Source document |
···

Through Fra Lippo Lippi’s responses, even through his pauses, Browning makes the suppressed speeches of
others as clear as if they had been spoken. For example, when the monk says, “Yes, I’m the painter, since
you style me so,” it is evident that the captain has said something like, “Oh, I know your name, you are the
painter, aren’t you?” In lines 76 and 79, a more complicated dialogue is suggested. Shaking his head in
disapproval, the captain has pointed out that the painter is a monk, while still reassuring him that he will not
report him to his Medici patron. It is this comment from the captain that causes Fra Lippo Lippi to relate his
life story.
By using interjections and colloquialisms, parenthetical comments and incomplete sentences, even snatches of
a popular song, in “Fra Lippo Lippi” Browning captures the flavor of casual speech. This effect, however, is
the result of painstaking artistry, for the entire poem is constructed in the most skillfully crafted blank verse,
worthy of Browning’s Elizabethan predecessors in dramatic writing.

···

Given data |
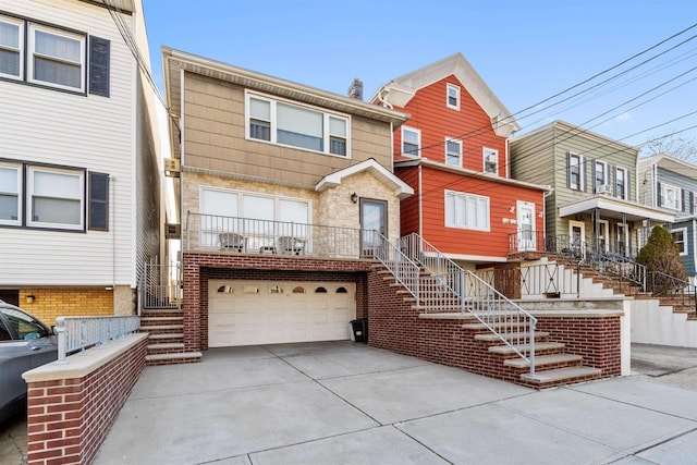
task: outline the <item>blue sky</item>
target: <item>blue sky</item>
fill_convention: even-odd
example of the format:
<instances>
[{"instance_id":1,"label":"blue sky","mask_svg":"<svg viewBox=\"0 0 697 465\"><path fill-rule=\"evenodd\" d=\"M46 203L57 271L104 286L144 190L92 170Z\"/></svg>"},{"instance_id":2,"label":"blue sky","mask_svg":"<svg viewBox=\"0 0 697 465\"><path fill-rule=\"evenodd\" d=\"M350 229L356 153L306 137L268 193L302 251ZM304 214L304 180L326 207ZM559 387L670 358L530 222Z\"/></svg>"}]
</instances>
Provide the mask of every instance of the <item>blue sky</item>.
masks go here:
<instances>
[{"instance_id":1,"label":"blue sky","mask_svg":"<svg viewBox=\"0 0 697 465\"><path fill-rule=\"evenodd\" d=\"M161 46L342 95L358 77L366 99L462 52L521 134L561 119L632 145L672 132L697 145L697 127L683 131L697 126L684 117L697 112L697 27L538 105L695 25L695 0L143 2L160 88Z\"/></svg>"}]
</instances>

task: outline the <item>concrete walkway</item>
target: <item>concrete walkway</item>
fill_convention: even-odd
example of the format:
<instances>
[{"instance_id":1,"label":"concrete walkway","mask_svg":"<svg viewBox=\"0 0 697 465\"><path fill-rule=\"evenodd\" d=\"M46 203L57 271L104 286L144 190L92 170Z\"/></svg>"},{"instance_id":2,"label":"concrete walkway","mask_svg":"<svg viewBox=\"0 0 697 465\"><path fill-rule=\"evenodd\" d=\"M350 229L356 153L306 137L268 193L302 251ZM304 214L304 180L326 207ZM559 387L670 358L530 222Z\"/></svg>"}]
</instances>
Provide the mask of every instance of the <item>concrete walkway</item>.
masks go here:
<instances>
[{"instance_id":1,"label":"concrete walkway","mask_svg":"<svg viewBox=\"0 0 697 465\"><path fill-rule=\"evenodd\" d=\"M96 464L694 464L697 392L535 391L351 342L147 367Z\"/></svg>"}]
</instances>

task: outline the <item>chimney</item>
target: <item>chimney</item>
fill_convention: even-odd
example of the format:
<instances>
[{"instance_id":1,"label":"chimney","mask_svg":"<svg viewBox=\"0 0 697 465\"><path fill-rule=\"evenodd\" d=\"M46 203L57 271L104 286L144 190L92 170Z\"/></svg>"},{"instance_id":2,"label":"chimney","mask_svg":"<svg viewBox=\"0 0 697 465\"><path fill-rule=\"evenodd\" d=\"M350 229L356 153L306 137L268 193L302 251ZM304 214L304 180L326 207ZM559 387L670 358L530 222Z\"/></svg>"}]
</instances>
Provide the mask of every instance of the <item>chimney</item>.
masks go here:
<instances>
[{"instance_id":1,"label":"chimney","mask_svg":"<svg viewBox=\"0 0 697 465\"><path fill-rule=\"evenodd\" d=\"M353 83L351 83L348 87L348 97L363 100L363 81L357 77L353 79Z\"/></svg>"}]
</instances>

···

Work instructions |
• 1. In the Browning passage, reproduce the text from "Through Fra Lippo" to "life story.".
• 2. Decide whether each statement agrees with the Browning passage. Answer yes or no for each, quoting the words of the passage that decide it.
(a) The captain threatens to report the painter to his Medici patron.
(b) The poem is written in blank verse.
(c) The poem includes parts of a popular song.
• 3. Rewrite as a list the paragraph of the Browning passage that begins "By using interjections and colloquialisms", keeping its main facts.

Responses |
• 1.
Through Fra Lippo Lippi’s responses, even through his pauses, Browning makes the suppressed speeches of
others as clear as if they had been spoken. For example, when the monk says, “Yes, I’m the painter, since
you style me so,” it is evident that the captain has said something like, “Oh, I know your name, you are the
painter, aren’t you?” In lines 76 and 79, a more complicated dialogue is suggested. Shaking his head in
disapproval, the captain has pointed out that the painter is a monk, while still reassuring him that he will not
report him to his Medici patron. It is this comment from the captain that causes Fra Lippo Lippi to relate his
life story.

• 2.
(a) No: "while still reassuring him that he will not report him to his Medici patron."
(b) Yes: "the entire poem is constructed in the most skillfully crafted blank verse"
(c) Yes: "even snatches of a popular song"

• 3.
- Browning captures the flavor of casual speech in "Fra Lippo Lippi" through:
  - interjections and colloquialisms
  - parenthetical comments and incomplete sentences
  - snatches of a popular song
- This effect results from painstaking artistry.
- The entire poem is written in skillfully crafted blank verse, worthy of Browning's Elizabethan predecessors in dramatic writing.